**Aim of the exercise:** Reproduce the records below with every occurrence of "shelf-compliance log" swapped for "field survey log", leaving all other text unchanged.

**Supplied data:**
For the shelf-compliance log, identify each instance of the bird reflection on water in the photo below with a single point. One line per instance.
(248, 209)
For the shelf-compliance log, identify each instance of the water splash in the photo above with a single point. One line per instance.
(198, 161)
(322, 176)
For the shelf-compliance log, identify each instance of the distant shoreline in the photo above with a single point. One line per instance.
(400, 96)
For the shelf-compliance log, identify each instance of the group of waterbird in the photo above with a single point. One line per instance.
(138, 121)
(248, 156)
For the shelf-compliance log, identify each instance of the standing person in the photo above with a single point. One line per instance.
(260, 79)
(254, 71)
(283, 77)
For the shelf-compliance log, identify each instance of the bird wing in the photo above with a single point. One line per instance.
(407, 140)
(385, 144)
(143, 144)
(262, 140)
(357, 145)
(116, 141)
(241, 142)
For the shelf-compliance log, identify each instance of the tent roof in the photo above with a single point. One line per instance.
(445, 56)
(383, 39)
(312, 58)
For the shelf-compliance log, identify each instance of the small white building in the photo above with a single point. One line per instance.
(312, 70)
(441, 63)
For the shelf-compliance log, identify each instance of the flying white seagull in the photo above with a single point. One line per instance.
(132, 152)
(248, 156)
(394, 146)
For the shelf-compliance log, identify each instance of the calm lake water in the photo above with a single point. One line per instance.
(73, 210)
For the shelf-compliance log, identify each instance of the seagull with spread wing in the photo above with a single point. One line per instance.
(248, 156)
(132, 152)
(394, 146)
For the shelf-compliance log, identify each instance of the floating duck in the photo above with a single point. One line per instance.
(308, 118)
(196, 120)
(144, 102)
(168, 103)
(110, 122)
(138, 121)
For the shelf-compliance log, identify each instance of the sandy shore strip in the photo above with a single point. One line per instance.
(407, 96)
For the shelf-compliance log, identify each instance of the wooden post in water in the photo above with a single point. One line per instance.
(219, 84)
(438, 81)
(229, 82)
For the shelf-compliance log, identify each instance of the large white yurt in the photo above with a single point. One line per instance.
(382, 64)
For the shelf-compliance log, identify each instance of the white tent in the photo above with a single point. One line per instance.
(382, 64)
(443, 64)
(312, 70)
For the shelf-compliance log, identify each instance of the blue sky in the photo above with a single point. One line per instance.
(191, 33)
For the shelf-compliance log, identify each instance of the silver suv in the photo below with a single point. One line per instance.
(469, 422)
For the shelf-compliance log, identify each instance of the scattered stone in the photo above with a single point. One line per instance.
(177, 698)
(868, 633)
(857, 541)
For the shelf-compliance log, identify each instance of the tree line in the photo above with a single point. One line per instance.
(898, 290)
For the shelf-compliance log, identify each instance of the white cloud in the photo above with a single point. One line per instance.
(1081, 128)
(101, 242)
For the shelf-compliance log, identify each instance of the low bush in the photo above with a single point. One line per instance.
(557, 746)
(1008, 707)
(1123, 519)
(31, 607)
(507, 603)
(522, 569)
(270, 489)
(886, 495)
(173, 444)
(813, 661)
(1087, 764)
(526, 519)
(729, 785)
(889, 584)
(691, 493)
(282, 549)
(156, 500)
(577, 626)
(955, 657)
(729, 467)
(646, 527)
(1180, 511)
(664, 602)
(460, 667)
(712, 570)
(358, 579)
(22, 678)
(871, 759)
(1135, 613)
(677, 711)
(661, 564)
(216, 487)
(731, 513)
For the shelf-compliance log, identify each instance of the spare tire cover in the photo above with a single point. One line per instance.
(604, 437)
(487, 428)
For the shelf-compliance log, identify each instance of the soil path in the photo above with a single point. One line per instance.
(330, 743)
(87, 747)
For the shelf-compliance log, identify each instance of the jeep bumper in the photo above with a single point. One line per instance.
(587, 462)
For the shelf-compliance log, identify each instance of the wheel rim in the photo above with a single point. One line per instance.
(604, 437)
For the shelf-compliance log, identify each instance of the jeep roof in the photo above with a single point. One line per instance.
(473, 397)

**Response to this task:**
For the field survey log, identify each instance of the bird reflection on water in the photo below with a single point. One line per instance.
(248, 209)
For the field survey log, identify each instance of the water splash in the photo above with a single point. One line per instance.
(198, 161)
(322, 176)
For the field survey log, identify each instance of the distant shoreline in the photo above with a single point. One line per instance.
(400, 96)
For the field survey log, identify each instance of the group of waterbird in the photo above with a single point. One line per instance.
(138, 121)
(248, 156)
For the field survey log, identify each instance of the standing person in the photo above with a single point. One line per instance.
(260, 79)
(254, 71)
(283, 77)
For the field survey log, identify each instance of the bird wing in the photo above with a single point. One line per instance.
(407, 140)
(385, 144)
(143, 144)
(262, 140)
(357, 145)
(116, 141)
(241, 142)
For the field survey log, identify each instance of the tent roof in the photo above with a single point. One line per instance.
(445, 56)
(383, 39)
(312, 58)
For the field survey log, identify each instance of the small white building in the photo above with a single point. One line per instance.
(312, 70)
(441, 63)
For the field survey log, identify each instance of the flying white seagull in the photo above with a single point. One line per instance.
(132, 152)
(248, 156)
(394, 146)
For the field survey log, identify each instance of the calm lake water in the photo above with a single point. One line per instance.
(73, 210)
For the field survey log, identify each instance of the seagull with spread wing in the photo above with a single point. One line per instance.
(248, 156)
(132, 152)
(394, 146)
For the field survey log, identify each instance of the floating duck in the photo above with a single point. One line per instance.
(308, 118)
(196, 120)
(144, 102)
(168, 103)
(110, 122)
(138, 121)
For the field survey log, identify each instance of the sandy shore strip in the photo above with a single point. One line per instance.
(407, 96)
For the field survey log, identify each instance of the wooden post in water in the photo above with a single point. One line per instance.
(219, 84)
(438, 81)
(229, 82)
For the field survey log, identify each instance of the large white yurt in the photo above with a single point. One line per instance.
(382, 64)
For the field survey log, identify each instance of the white tent in the photo above with a single point. One line per instance.
(382, 64)
(443, 64)
(312, 70)
For the field survey log, identify each instance of the blue sky in the photo above with a single point. One line per instance.
(191, 33)
For the field survey log, identify each instance of the silver suv in the photo below with a single point. One line per instance.
(469, 422)
For the field survey log, identify each instance of the scattered stone in the photo above with a single point. One line per instance.
(177, 698)
(868, 633)
(857, 541)
For the field survey log, identify each instance of the tree line in the photo above with a single point. One line per instance.
(898, 290)
For the field survey log, identify each instance of the white cloud in the photo above with a single point. One line per instance.
(1081, 128)
(101, 242)
For the field survey log, identify each instance of the low bush in the photo above with a single point. One line per instance.
(557, 746)
(1008, 707)
(1123, 519)
(31, 607)
(507, 603)
(522, 569)
(270, 489)
(886, 495)
(173, 444)
(813, 661)
(1087, 764)
(526, 519)
(729, 785)
(889, 584)
(691, 493)
(282, 549)
(156, 500)
(577, 626)
(955, 657)
(729, 467)
(646, 527)
(1180, 511)
(664, 602)
(460, 667)
(712, 570)
(358, 579)
(22, 678)
(871, 759)
(1135, 613)
(677, 711)
(661, 564)
(216, 487)
(731, 513)
For the field survey log, identify each instance of the spare tire cover in the photo above with a single point. One line per instance.
(604, 437)
(487, 428)
For the field survey log, identify each instance of the soil path in the photo above with a single point. One line per instance.
(330, 743)
(87, 747)
For the field survey log, identify each instance of the jeep bumper in the photo above with a single point. One line per instance.
(587, 462)
For the field survey log, identify each instance of the wheel rim in the photo above with a single point. One line per instance.
(604, 437)
For the field survey log, identify each instance of the jeep roof in the photo above with a single point. One line per instance.
(473, 397)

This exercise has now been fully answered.